Set exercise:
Copy out, word for word, the records from the line with "of the textured" through the end of the records, and leave out the pictures.

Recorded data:
---*---

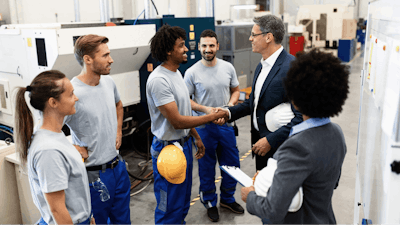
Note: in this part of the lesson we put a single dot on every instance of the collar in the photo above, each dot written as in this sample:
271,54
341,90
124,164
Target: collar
310,123
270,61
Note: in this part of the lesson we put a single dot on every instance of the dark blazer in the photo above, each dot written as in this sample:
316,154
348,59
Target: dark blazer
271,95
311,159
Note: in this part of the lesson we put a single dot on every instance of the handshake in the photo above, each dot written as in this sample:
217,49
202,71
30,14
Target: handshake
221,115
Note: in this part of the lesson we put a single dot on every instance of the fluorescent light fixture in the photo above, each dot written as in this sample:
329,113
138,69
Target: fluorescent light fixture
244,6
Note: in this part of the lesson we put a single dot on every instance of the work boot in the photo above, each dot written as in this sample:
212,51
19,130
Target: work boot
213,214
234,207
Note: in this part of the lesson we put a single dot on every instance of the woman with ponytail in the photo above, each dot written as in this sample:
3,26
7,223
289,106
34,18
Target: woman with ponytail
57,175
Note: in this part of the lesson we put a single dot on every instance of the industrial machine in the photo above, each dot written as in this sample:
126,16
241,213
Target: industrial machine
27,50
324,25
235,47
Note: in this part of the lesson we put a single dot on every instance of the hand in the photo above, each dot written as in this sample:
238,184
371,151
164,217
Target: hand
200,148
222,121
255,175
210,110
118,140
261,147
245,191
83,151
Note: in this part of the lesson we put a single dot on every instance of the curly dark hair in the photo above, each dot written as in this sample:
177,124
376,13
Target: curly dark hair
164,41
317,84
209,33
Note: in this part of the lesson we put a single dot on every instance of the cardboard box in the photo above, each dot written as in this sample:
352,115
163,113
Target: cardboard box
349,29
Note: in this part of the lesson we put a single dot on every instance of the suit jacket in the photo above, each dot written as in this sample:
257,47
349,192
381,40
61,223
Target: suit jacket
311,159
272,94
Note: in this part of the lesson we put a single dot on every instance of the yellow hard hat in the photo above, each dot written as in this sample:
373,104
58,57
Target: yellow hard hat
171,164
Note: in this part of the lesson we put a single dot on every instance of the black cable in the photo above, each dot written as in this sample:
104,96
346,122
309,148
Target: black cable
138,178
154,7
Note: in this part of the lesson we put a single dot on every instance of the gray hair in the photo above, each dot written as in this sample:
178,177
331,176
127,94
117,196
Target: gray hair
271,24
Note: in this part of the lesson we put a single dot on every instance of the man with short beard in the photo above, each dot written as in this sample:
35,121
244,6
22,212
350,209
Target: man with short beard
96,130
213,83
172,121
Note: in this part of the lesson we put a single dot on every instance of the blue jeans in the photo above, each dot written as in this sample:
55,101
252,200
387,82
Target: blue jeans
173,200
222,138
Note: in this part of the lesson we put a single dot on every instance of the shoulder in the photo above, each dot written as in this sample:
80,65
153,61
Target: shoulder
225,64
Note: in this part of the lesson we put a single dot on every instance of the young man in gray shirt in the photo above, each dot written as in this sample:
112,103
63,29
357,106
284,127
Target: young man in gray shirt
96,130
213,83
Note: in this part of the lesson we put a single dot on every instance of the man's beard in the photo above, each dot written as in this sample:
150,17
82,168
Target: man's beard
205,58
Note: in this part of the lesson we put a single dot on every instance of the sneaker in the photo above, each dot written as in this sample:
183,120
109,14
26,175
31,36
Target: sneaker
213,214
234,207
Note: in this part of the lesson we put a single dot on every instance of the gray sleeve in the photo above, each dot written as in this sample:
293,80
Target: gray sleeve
160,91
116,93
294,166
234,80
52,169
189,81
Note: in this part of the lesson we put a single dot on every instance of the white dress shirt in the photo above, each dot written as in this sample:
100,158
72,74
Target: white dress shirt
266,68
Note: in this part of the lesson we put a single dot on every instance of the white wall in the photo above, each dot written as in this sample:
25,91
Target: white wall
5,11
44,11
291,6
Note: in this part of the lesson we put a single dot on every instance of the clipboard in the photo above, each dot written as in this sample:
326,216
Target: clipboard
237,174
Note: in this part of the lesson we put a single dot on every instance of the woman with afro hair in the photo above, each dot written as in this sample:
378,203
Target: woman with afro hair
317,84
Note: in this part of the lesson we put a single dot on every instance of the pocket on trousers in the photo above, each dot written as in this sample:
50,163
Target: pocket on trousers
93,176
163,201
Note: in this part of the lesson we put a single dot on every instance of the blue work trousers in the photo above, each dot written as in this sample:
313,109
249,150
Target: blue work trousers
116,209
173,200
222,138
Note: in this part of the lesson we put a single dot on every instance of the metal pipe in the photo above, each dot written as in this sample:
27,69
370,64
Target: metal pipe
208,11
112,9
102,16
107,10
198,9
77,11
146,9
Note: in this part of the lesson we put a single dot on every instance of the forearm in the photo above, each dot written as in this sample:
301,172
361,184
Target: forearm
186,122
234,98
61,215
120,116
194,134
198,108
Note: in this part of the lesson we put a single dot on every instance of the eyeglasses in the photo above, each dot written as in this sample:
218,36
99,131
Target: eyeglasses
255,35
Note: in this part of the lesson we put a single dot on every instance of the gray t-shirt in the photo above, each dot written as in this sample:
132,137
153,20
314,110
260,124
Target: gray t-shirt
163,87
54,164
94,124
211,85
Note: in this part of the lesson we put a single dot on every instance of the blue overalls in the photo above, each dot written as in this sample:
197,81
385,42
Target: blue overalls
116,209
173,200
223,138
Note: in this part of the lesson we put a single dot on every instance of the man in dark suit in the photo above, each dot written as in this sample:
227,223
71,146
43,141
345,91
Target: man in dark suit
267,89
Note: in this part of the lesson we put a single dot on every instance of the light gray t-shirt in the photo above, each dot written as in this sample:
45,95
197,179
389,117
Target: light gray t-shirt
163,87
94,125
211,86
54,164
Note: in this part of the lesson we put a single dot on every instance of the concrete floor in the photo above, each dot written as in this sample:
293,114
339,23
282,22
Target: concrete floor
143,204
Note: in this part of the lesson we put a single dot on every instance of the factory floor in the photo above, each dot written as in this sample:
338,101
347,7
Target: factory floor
143,204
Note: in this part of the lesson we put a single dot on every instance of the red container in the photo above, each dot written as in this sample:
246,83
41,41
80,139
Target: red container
296,44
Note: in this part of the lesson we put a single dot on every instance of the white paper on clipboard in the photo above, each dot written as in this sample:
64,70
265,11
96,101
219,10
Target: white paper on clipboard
237,174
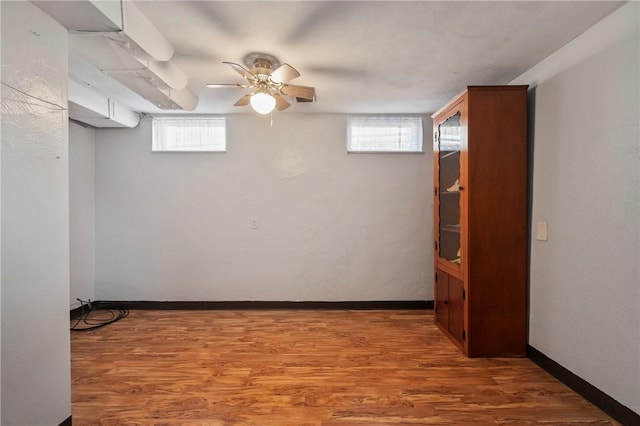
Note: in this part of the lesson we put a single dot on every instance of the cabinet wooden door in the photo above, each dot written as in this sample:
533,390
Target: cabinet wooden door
456,309
449,304
442,299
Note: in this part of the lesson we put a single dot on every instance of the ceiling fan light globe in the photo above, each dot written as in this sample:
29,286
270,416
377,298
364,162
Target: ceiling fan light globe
263,103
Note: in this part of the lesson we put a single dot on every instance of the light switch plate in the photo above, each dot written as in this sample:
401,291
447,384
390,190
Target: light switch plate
542,231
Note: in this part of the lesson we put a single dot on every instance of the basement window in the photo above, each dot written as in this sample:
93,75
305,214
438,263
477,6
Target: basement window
189,134
384,134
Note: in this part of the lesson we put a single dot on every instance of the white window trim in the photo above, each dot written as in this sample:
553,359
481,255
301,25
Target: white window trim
380,120
216,147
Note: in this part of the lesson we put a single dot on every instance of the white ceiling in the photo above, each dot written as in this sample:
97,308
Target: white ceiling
362,56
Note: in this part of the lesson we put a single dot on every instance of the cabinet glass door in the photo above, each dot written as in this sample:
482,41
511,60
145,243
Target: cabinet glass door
449,140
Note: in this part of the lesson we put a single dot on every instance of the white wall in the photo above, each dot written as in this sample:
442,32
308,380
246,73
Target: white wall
332,226
585,281
82,212
36,387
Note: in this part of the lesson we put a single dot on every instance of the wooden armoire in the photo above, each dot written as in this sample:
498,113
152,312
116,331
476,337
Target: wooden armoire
480,229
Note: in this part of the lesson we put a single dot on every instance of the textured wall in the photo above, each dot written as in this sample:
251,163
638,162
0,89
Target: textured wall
332,225
82,212
585,290
36,388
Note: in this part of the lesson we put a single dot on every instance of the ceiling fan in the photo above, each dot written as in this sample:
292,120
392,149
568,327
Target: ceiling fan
268,81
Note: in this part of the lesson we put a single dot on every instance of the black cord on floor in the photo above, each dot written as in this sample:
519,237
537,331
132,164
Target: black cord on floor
95,315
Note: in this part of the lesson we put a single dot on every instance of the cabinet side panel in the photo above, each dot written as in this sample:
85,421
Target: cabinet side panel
497,231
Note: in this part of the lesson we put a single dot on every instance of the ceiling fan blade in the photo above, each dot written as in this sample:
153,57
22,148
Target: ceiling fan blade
281,103
284,73
224,86
243,100
304,92
240,70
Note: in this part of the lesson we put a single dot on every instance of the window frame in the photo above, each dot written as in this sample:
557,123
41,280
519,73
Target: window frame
394,120
215,149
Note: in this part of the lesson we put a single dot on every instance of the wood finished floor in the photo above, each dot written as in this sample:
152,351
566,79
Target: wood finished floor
304,368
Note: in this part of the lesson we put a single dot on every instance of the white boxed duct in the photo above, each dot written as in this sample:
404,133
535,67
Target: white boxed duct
90,107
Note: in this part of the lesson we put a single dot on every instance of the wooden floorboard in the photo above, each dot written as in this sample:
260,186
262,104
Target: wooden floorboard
338,368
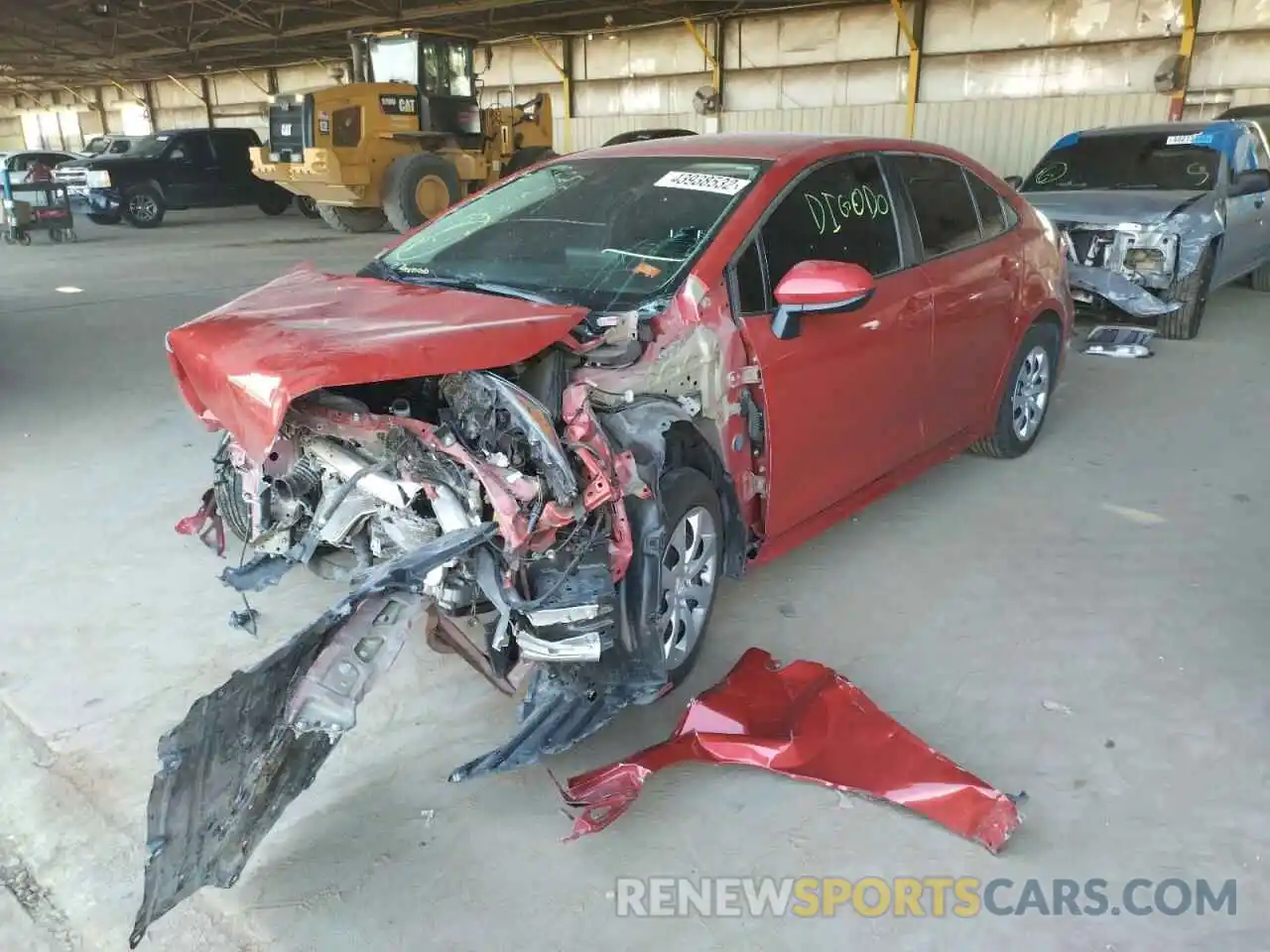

---*---

Exercise answer:
Note: in this part of the lesson we put a single dot on every instance of the textured wall in the photo above, each dot written as in this sample:
251,163
638,162
0,89
Target: textured wall
332,225
82,212
585,290
36,388
Note: in this part of the lesson we put a single dot on every instance of the ceiling fan in the photo above, each dot written as in this sample:
292,120
392,149
568,327
Target: ceiling fan
268,81
Note: in this part of the lesson we put a single dot on every instance of the black cord on floor in the photo above, each dot written as in this sample:
519,237
537,331
132,164
Target: black cord on floor
95,315
Note: in this part of the lesson we put a single dot on every instance of the cabinet side panel in the photo above, each dot written as in this sample:
85,421
Target: cabinet side panel
497,231
Note: in this part of the lesson we put a single dot on every instance of the ceiling fan blade in the photo above, each dot written as in this sample:
153,57
22,148
Target: ceiling fan blade
281,103
284,73
224,86
243,100
304,92
240,70
Note: in this part of the lesson we put a single dot on every instance of the window frame in the photo above, each dot written as in this sample:
557,123
41,280
519,73
Target: window frame
394,120
215,149
Note: in this part of the lesson we put a single dot on every instance of the wood finished floor in the photo above, each dot written as in this sample:
152,351
566,79
Target: wood finished floor
304,368
Note: in this part of the lesson we put a single dot on every instance of the white boxed duct in the photo above, each dot written as in this sample:
404,133
535,67
Target: white boxed duct
90,107
Note: in this part of the lesson we put a single dot on every instance of the wooden floorboard in the photo above, each dot written as in this sample:
260,186
262,104
Target: wooden floorboard
338,368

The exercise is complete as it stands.